_SET TASK_. Would you set down the passage on Germany's east-west divide word for word, beginning at the words "So when Germany" and stopping after "never be agents."?

_PASSAGE PROVIDED_.
►

On the Day of Unity, two things made me start a new Project. First, photographing walking people – as in demonstrating or participating physically in public events – and then the overal Critique about East-West German divide, which is in many ways remarquable in its historical bias and simple social and political denials.

See photos of  Project WALKING TO UNITY 

As for getting to thinking about this divide in Contemporary German culture, some opinions, sources and thoughts below.

Why Is Eastern Germany So Far Right?

Opinion from the New York Times article online by Anna SauerbreyOct. 4, 2018 

Ms. Sauerbrey is an editor on the opinion page of the newspaper Der Tagesspiegel.

Almost 30 years after reunification, the former Communist region is now home to right-wing extremism.

[…]

Overall, however, the debate about what’s happening in the east is dominated by western voices. Even 28 years after Germany’s reunification, most prominent journalists are westerners, as are most prominent policymakers and business leaders.

So when Germany discusses why the east is so far right, condescension almost inevitably sneaks in: For the sake of the argument, eastern Germany is unbuckled from the rest of the country, and the historical border is redrawn. In this new, old divide, eastern Germans are reduced to being subjects of analysis and policy proposals — never participants in the conversation.

The east and west are still like unequal siblings. The strong one loves his smaller and uglier brother and accepts that his deviant behavior comes from trauma, but he still looks down on him. This subjugation of eastern Germans to mostly western German psychoanalysis is a political drama in itself. It seems like even in their most violent, most determined actions, eastern Germans can never be agents.

◄

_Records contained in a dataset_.
►

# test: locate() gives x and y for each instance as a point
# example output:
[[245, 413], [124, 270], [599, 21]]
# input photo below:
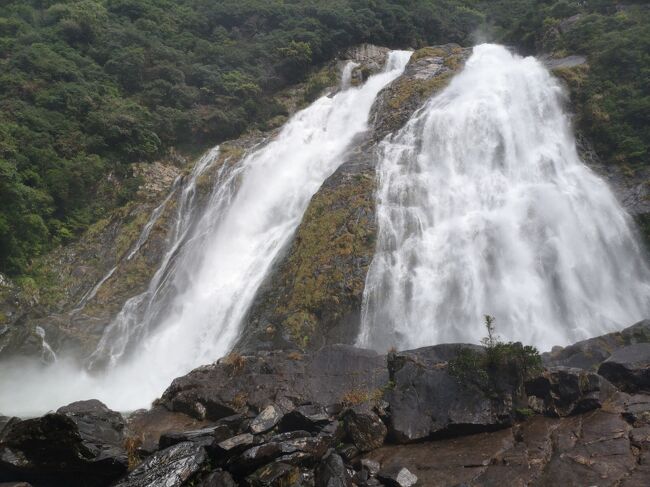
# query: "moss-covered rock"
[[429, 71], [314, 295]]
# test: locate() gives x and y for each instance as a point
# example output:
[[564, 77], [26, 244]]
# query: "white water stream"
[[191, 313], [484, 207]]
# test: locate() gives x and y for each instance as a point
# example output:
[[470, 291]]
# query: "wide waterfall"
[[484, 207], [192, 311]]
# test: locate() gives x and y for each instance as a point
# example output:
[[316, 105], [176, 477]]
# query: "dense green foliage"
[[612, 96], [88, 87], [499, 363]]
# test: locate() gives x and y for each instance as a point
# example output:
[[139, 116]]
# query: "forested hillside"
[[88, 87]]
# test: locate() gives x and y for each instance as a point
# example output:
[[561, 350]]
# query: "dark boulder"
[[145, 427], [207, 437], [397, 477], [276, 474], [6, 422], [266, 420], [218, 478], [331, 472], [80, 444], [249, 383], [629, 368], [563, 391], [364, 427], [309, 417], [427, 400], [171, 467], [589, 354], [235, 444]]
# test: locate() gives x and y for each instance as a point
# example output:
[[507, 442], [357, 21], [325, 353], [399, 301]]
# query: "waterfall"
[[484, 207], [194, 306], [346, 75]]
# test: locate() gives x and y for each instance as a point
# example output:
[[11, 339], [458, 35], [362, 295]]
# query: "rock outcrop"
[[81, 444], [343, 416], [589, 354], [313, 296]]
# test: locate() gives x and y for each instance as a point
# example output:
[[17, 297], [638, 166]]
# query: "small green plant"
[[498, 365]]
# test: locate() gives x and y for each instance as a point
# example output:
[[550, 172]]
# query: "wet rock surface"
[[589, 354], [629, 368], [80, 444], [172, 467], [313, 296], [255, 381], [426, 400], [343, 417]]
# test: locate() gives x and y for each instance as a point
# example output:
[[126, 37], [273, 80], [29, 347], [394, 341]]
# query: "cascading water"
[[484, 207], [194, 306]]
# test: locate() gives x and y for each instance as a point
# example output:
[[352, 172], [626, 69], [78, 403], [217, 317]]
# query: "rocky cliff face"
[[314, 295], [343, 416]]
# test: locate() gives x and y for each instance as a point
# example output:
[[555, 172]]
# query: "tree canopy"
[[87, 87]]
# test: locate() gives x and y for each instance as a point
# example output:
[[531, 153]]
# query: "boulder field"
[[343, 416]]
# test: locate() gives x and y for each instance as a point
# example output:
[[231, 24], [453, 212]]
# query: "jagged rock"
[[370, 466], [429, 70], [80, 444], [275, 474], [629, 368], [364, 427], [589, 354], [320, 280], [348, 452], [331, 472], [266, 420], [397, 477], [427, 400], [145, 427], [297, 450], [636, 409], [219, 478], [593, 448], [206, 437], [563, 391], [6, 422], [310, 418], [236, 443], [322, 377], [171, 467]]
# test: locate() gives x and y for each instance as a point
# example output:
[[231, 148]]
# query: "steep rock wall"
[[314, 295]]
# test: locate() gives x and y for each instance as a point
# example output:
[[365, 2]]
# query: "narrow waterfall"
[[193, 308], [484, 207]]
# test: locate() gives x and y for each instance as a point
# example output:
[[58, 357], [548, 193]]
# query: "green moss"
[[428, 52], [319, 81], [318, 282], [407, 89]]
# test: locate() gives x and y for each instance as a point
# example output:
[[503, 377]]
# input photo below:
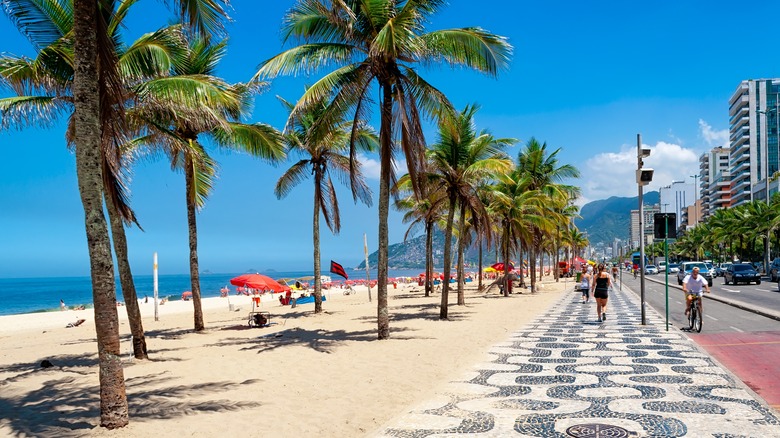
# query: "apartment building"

◄

_ANSWER TO THE TASK_.
So when Germany discusses why the east is so far right, condescension almost inevitably sneaks in: For the sake of the argument, eastern Germany is unbuckled from the rest of the country, and the historical border is redrawn. In this new, old divide, eastern Germans are reduced to being subjects of analysis and policy proposals — never participants in the conversation.

The east and west are still like unequal siblings. The strong one loves his smaller and uglier brother and accepts that his deviant behavior comes from trauma, but he still looks down on him. This subjugation of eastern Germans to mostly western German psychoanalysis is a political drama in itself. It seems like even in their most violent, most determined actions, eastern Germans can never be agents.